Pick out every line in the records that contains the word "metal", and copy each one.

----- Data lines -----

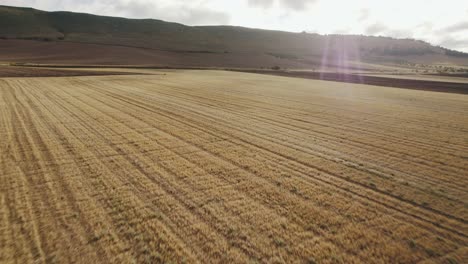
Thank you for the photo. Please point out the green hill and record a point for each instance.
(32, 24)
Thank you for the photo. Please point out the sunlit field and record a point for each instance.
(213, 166)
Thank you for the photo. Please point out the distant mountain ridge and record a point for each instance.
(152, 34)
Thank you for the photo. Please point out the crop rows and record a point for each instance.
(230, 167)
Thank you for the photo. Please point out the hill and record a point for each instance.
(112, 40)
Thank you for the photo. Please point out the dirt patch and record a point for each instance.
(7, 71)
(435, 86)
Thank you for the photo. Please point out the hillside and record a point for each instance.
(149, 41)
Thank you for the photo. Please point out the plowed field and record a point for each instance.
(207, 166)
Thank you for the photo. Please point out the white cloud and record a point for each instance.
(440, 23)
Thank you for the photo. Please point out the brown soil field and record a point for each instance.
(98, 54)
(8, 71)
(229, 167)
(441, 84)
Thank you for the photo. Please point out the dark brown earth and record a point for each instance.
(446, 87)
(8, 71)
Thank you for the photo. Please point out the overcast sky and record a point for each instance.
(439, 22)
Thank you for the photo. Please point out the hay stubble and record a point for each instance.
(230, 167)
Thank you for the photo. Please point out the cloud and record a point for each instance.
(363, 14)
(375, 29)
(461, 26)
(175, 13)
(296, 5)
(261, 3)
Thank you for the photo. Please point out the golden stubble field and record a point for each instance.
(212, 166)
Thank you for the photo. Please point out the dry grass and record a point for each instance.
(197, 166)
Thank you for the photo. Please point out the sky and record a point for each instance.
(438, 22)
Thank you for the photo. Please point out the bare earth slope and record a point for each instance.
(115, 40)
(187, 167)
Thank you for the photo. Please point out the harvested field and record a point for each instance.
(211, 166)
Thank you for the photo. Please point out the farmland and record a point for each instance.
(197, 166)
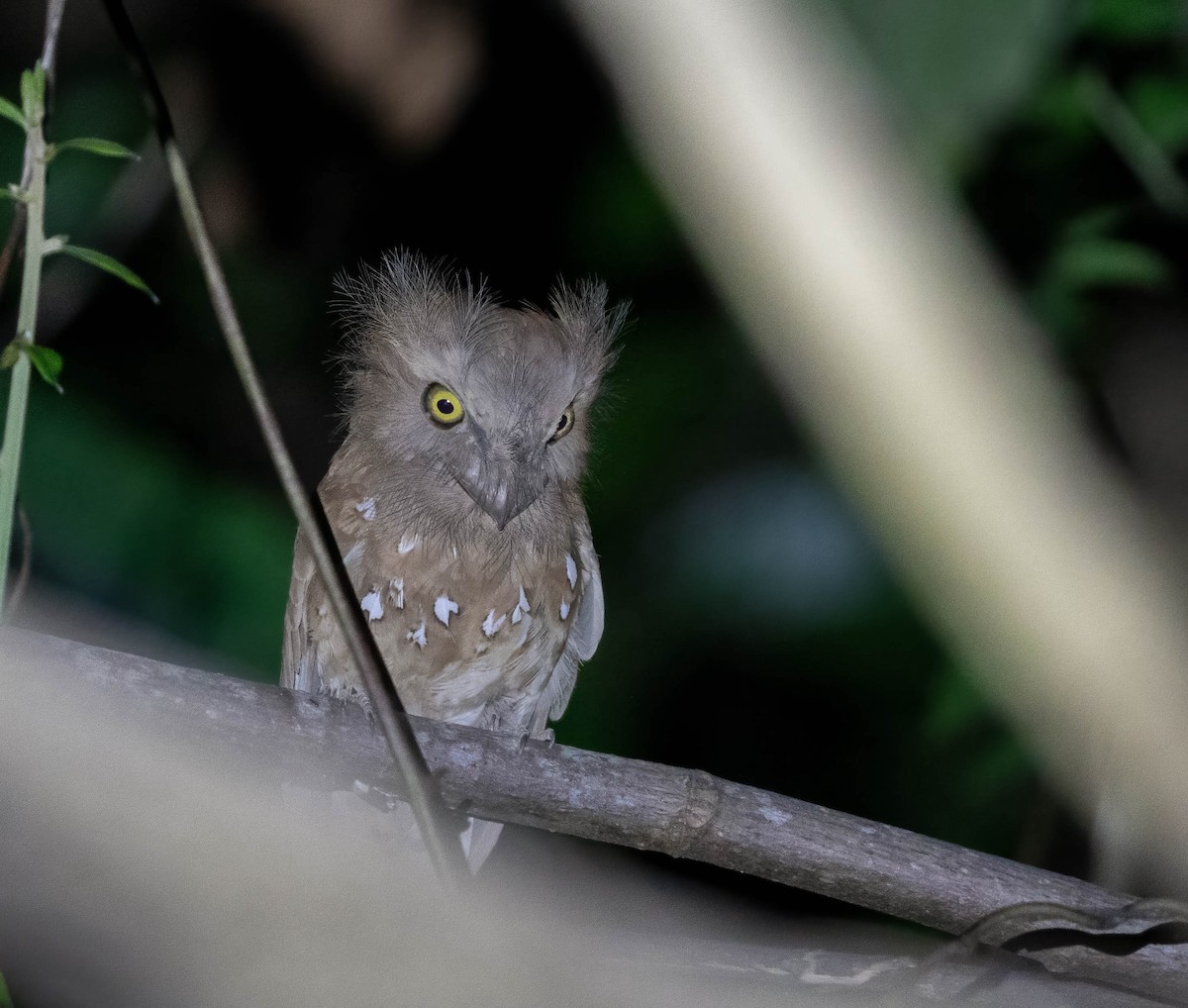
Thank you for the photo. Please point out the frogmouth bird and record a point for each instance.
(455, 502)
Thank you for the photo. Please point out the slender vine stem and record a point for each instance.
(27, 327)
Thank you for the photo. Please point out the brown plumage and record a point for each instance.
(455, 500)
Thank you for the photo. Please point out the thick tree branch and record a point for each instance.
(687, 813)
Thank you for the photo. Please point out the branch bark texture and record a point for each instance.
(316, 743)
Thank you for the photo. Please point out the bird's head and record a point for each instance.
(487, 398)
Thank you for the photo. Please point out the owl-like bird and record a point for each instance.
(455, 502)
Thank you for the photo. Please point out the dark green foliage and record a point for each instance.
(752, 626)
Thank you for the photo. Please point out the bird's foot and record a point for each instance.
(546, 736)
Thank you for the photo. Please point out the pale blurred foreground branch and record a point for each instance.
(297, 740)
(885, 326)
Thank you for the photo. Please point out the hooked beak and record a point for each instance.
(500, 490)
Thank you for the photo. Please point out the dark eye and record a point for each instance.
(444, 405)
(564, 425)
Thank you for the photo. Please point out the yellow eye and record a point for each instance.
(564, 425)
(444, 405)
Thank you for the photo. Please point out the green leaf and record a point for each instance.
(95, 146)
(10, 111)
(956, 70)
(1108, 261)
(48, 362)
(33, 93)
(112, 266)
(1159, 102)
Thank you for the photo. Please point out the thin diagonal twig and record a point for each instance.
(432, 814)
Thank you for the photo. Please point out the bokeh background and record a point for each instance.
(753, 629)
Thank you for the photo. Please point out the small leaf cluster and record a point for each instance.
(29, 116)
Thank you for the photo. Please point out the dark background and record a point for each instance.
(753, 629)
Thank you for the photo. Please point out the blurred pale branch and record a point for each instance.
(890, 333)
(1140, 151)
(307, 742)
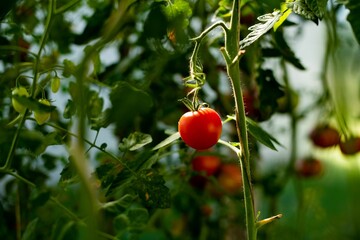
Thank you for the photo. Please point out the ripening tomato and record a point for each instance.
(42, 117)
(200, 129)
(350, 146)
(207, 164)
(325, 136)
(20, 91)
(309, 167)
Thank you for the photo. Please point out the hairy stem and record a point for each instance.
(232, 52)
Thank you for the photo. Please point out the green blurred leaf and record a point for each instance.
(70, 109)
(128, 103)
(121, 222)
(138, 216)
(286, 52)
(106, 173)
(40, 198)
(135, 141)
(33, 104)
(261, 135)
(68, 175)
(353, 17)
(150, 186)
(69, 68)
(302, 8)
(167, 141)
(29, 233)
(269, 91)
(318, 7)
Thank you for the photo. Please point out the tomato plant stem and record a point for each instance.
(231, 53)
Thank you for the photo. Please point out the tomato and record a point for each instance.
(309, 167)
(325, 136)
(230, 178)
(42, 117)
(20, 91)
(200, 129)
(207, 164)
(350, 146)
(55, 84)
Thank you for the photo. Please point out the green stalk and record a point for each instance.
(10, 156)
(232, 53)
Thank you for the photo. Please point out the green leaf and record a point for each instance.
(29, 233)
(106, 173)
(135, 141)
(302, 8)
(149, 184)
(285, 12)
(261, 135)
(267, 21)
(269, 91)
(138, 216)
(128, 104)
(121, 222)
(287, 53)
(69, 68)
(33, 104)
(318, 7)
(120, 205)
(167, 141)
(70, 109)
(353, 17)
(68, 175)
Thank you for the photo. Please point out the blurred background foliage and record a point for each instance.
(294, 80)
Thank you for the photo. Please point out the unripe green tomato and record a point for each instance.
(42, 117)
(20, 91)
(55, 84)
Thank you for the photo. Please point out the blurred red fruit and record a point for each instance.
(325, 136)
(309, 167)
(350, 146)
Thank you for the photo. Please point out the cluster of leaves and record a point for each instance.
(136, 93)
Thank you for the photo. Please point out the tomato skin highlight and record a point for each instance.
(200, 129)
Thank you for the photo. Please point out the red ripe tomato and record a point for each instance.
(207, 164)
(309, 167)
(350, 146)
(200, 129)
(325, 136)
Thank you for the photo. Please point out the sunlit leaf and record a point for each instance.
(353, 17)
(151, 188)
(261, 135)
(135, 141)
(29, 233)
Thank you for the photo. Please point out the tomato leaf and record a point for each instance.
(29, 233)
(33, 104)
(261, 135)
(149, 185)
(69, 68)
(135, 141)
(128, 103)
(68, 175)
(167, 141)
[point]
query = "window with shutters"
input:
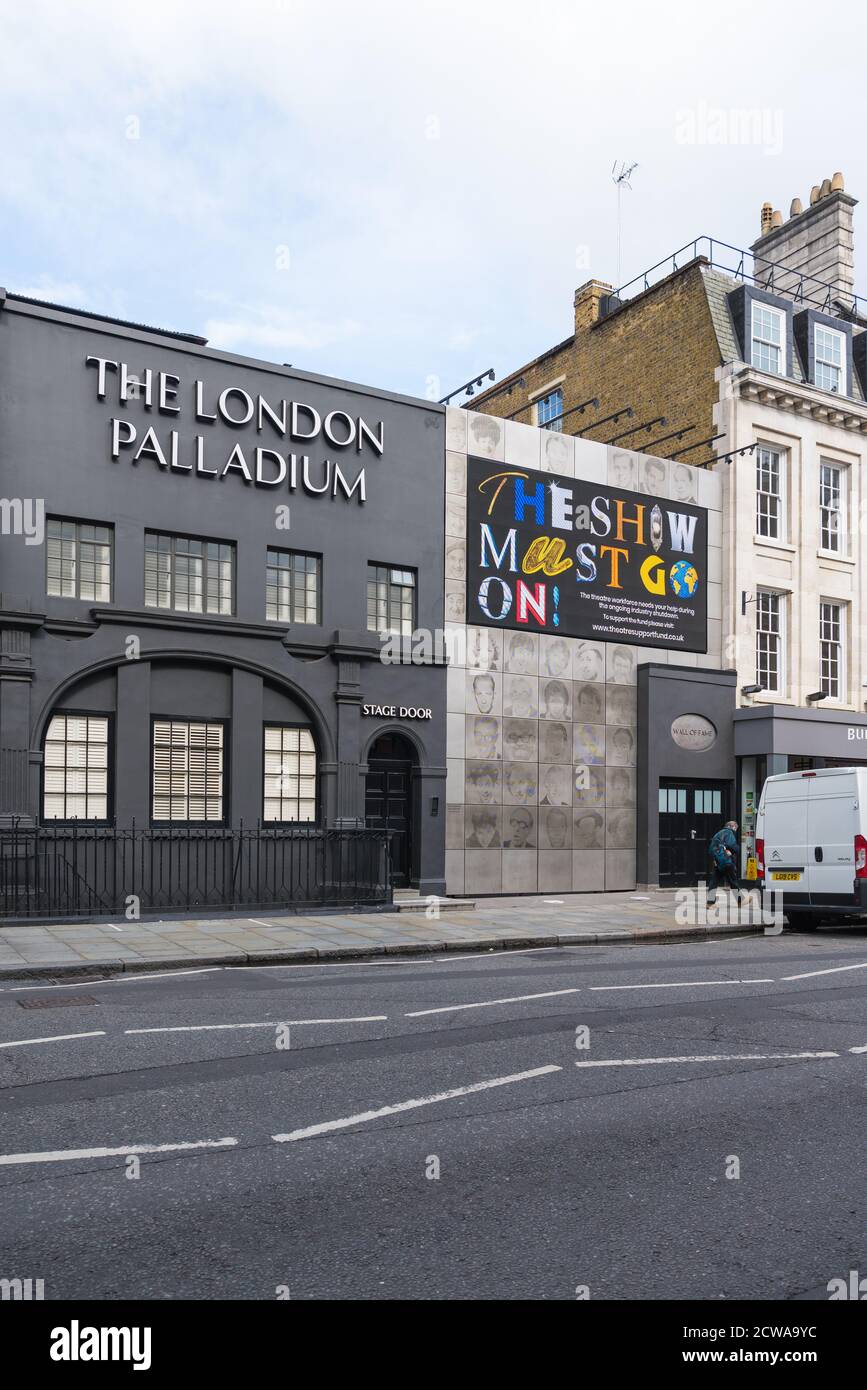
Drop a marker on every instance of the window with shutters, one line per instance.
(291, 774)
(75, 774)
(78, 560)
(292, 587)
(188, 774)
(189, 574)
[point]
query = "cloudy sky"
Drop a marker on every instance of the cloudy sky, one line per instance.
(400, 192)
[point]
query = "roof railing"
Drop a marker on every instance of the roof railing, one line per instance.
(774, 275)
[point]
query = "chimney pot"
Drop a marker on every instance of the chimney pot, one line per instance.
(588, 302)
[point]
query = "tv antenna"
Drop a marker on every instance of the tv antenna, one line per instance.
(621, 180)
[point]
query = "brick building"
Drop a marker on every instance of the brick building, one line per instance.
(752, 364)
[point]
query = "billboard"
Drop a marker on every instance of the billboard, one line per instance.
(548, 553)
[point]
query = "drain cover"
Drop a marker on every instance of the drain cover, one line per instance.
(50, 1002)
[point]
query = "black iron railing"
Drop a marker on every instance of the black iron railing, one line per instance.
(769, 273)
(86, 870)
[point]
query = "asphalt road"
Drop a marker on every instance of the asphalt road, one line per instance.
(553, 1176)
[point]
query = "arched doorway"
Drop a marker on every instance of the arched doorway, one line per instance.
(389, 799)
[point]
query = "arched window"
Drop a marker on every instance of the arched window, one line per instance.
(289, 774)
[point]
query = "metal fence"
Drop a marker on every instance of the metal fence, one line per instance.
(74, 872)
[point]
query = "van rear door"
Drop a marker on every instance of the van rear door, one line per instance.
(785, 834)
(831, 826)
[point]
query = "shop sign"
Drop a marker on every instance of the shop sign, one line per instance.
(694, 731)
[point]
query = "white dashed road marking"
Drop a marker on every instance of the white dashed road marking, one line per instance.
(64, 1155)
(277, 1023)
(489, 1004)
(837, 969)
(720, 1057)
(364, 1116)
(59, 1037)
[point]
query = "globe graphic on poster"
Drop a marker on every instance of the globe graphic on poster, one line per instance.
(684, 578)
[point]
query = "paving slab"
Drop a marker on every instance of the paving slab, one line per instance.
(92, 948)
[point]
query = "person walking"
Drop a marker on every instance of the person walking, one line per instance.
(724, 870)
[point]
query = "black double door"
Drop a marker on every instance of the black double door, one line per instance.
(689, 815)
(388, 802)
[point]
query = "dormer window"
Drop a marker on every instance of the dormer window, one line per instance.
(767, 338)
(549, 410)
(830, 360)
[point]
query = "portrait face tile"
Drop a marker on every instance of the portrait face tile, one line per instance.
(621, 469)
(484, 649)
(521, 653)
(520, 740)
(484, 827)
(556, 656)
(588, 742)
(484, 737)
(588, 702)
(456, 601)
(555, 699)
(588, 829)
(484, 783)
(588, 662)
(557, 453)
(620, 747)
(521, 697)
(518, 827)
(620, 829)
(521, 784)
(484, 692)
(588, 786)
(555, 827)
(556, 742)
(621, 705)
(620, 787)
(620, 665)
(653, 476)
(485, 437)
(555, 784)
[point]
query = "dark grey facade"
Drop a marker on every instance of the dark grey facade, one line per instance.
(667, 694)
(361, 477)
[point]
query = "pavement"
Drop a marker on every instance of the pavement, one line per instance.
(59, 950)
(621, 1121)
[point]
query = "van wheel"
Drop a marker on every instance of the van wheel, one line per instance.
(806, 920)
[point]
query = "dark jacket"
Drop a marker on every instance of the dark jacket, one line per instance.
(723, 840)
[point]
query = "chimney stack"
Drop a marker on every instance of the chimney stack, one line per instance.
(816, 241)
(588, 300)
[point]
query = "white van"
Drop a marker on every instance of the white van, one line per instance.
(812, 843)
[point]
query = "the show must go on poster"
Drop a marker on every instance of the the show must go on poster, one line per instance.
(548, 553)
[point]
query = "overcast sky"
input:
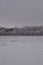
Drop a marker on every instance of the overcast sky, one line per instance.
(21, 13)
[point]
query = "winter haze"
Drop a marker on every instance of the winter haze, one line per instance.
(21, 13)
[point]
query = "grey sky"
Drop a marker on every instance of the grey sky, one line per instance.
(21, 12)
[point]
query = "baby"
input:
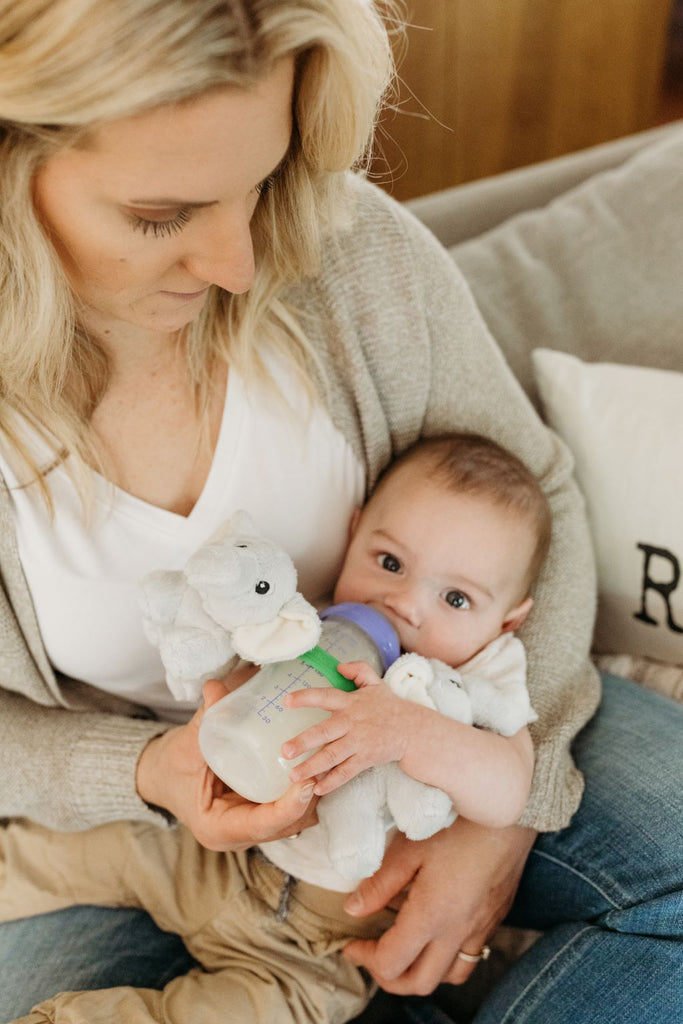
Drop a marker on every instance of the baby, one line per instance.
(446, 548)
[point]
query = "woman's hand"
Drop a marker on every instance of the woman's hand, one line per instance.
(172, 774)
(461, 884)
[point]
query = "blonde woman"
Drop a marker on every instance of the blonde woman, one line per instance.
(202, 308)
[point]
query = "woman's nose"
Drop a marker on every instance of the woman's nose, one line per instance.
(223, 254)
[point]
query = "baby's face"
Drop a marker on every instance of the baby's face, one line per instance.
(447, 570)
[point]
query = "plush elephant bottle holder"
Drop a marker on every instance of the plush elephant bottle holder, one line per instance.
(237, 598)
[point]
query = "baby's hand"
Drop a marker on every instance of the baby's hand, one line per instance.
(366, 727)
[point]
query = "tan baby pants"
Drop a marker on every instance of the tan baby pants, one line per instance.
(256, 968)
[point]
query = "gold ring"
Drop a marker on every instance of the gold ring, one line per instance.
(483, 953)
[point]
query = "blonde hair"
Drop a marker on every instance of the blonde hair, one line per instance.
(70, 66)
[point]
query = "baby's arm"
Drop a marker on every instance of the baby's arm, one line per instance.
(486, 776)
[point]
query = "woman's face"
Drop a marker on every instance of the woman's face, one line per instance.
(157, 207)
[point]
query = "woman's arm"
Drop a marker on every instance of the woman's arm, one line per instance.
(76, 769)
(452, 892)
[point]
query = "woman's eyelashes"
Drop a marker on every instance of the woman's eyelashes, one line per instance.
(161, 228)
(164, 227)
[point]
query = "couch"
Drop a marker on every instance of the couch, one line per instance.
(577, 265)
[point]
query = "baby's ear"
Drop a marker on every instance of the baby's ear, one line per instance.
(353, 521)
(517, 615)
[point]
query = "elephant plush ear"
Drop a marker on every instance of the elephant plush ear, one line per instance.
(293, 631)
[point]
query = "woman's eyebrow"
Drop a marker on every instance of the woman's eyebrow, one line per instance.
(165, 201)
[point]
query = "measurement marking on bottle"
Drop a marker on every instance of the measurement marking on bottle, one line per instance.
(269, 705)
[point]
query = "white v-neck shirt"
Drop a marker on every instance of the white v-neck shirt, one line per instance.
(296, 475)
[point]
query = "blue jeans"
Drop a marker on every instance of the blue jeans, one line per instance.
(607, 891)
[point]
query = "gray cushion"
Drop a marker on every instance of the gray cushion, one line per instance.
(597, 272)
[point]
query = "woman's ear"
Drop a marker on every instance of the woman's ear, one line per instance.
(516, 615)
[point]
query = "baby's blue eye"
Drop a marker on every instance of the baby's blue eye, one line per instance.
(389, 563)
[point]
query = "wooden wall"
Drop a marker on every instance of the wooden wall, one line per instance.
(488, 85)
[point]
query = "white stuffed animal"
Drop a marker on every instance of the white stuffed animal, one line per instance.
(489, 691)
(236, 597)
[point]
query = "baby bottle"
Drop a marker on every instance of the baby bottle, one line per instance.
(242, 734)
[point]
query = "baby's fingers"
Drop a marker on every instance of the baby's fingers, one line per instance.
(310, 739)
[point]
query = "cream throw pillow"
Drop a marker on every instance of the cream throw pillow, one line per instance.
(625, 427)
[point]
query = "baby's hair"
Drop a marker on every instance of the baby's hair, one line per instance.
(472, 464)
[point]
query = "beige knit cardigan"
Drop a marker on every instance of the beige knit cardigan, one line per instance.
(406, 353)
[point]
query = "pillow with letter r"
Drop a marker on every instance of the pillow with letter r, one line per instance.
(625, 426)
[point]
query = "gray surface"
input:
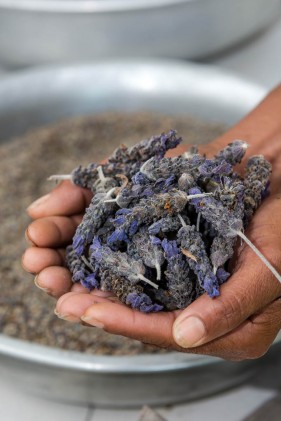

-----

# Finished exercise
query = "metal fence"
Drop a marker on every instance of the metal fence, one line per instance.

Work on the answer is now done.